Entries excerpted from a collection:
------

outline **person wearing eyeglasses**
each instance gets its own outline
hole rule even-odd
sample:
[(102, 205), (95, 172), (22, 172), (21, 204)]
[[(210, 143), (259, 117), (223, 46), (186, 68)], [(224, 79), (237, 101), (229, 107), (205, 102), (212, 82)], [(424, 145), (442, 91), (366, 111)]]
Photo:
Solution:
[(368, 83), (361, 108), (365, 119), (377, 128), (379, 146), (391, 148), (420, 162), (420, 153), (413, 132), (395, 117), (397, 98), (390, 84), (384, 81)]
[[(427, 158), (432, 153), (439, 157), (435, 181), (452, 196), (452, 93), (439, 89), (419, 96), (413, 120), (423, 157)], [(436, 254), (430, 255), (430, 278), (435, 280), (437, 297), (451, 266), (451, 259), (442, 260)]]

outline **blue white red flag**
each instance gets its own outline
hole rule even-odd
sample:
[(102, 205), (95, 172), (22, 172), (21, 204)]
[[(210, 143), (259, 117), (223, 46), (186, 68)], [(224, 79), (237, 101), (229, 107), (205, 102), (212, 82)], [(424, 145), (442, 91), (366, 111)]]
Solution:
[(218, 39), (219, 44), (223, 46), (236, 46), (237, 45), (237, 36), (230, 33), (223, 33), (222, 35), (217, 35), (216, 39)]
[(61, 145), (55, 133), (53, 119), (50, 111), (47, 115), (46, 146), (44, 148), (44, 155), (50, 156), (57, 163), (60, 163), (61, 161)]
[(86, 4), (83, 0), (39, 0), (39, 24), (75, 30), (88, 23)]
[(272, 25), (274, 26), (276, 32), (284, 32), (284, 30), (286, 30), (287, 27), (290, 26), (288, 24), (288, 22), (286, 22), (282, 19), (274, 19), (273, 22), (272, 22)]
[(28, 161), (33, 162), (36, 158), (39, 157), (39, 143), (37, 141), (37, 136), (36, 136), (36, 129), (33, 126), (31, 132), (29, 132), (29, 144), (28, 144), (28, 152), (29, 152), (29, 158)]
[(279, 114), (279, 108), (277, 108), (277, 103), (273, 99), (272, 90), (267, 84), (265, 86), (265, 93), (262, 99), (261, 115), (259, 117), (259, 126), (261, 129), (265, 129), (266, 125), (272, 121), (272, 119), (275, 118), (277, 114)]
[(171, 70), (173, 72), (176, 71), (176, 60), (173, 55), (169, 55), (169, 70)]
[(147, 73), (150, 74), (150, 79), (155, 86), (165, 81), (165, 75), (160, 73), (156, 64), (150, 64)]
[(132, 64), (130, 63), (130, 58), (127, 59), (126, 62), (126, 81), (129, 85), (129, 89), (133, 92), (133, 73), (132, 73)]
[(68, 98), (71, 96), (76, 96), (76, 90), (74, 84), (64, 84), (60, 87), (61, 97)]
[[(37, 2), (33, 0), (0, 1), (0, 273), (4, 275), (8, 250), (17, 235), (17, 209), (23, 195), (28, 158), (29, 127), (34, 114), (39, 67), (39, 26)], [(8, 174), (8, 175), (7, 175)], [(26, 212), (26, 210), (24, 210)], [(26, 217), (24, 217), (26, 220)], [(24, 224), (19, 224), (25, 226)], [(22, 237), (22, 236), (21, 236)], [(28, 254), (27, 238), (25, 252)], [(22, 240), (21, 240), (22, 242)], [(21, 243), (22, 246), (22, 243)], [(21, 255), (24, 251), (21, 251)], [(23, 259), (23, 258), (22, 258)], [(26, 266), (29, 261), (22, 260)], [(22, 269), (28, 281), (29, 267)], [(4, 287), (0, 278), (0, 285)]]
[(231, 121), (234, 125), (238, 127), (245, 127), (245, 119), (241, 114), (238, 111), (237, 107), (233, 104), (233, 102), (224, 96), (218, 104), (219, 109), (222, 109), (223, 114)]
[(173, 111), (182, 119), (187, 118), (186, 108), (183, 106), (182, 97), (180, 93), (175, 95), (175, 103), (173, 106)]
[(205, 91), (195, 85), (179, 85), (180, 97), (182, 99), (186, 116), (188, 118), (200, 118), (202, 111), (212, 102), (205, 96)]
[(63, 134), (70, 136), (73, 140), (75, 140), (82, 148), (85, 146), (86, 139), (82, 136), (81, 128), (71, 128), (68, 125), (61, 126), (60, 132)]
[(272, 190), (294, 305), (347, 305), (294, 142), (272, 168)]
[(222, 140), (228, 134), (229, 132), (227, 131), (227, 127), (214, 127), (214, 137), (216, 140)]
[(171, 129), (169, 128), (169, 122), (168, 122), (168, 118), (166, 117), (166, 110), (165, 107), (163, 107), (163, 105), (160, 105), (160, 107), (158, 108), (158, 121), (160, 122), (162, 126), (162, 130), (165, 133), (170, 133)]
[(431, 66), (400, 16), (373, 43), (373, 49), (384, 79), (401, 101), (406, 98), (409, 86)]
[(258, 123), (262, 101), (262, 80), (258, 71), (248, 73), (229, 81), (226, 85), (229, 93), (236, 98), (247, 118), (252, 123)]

------

-- PROMPT --
Rewrite the part of the entries that runs from their start through the line containing "259), (442, 260)]]", changing "sample" to "reference" and keeping everything else the same.

-- REPLY --
outline **person wearing eyeglasses**
each instance gets its own outline
hole rule even-odd
reference:
[(102, 205), (95, 172), (22, 172), (21, 204)]
[[(210, 143), (259, 117), (223, 46), (186, 68)], [(224, 79), (237, 101), (229, 107), (205, 102), (212, 82)], [(424, 145), (442, 91), (366, 111)]]
Photo:
Solution:
[(368, 83), (361, 108), (365, 119), (377, 128), (379, 146), (391, 148), (420, 162), (420, 153), (413, 132), (395, 117), (397, 98), (390, 84), (384, 81)]
[[(427, 158), (432, 153), (439, 157), (435, 181), (452, 196), (452, 93), (439, 89), (419, 96), (413, 120), (423, 157)], [(436, 254), (430, 255), (430, 278), (435, 280), (437, 297), (451, 266), (451, 259), (442, 260)]]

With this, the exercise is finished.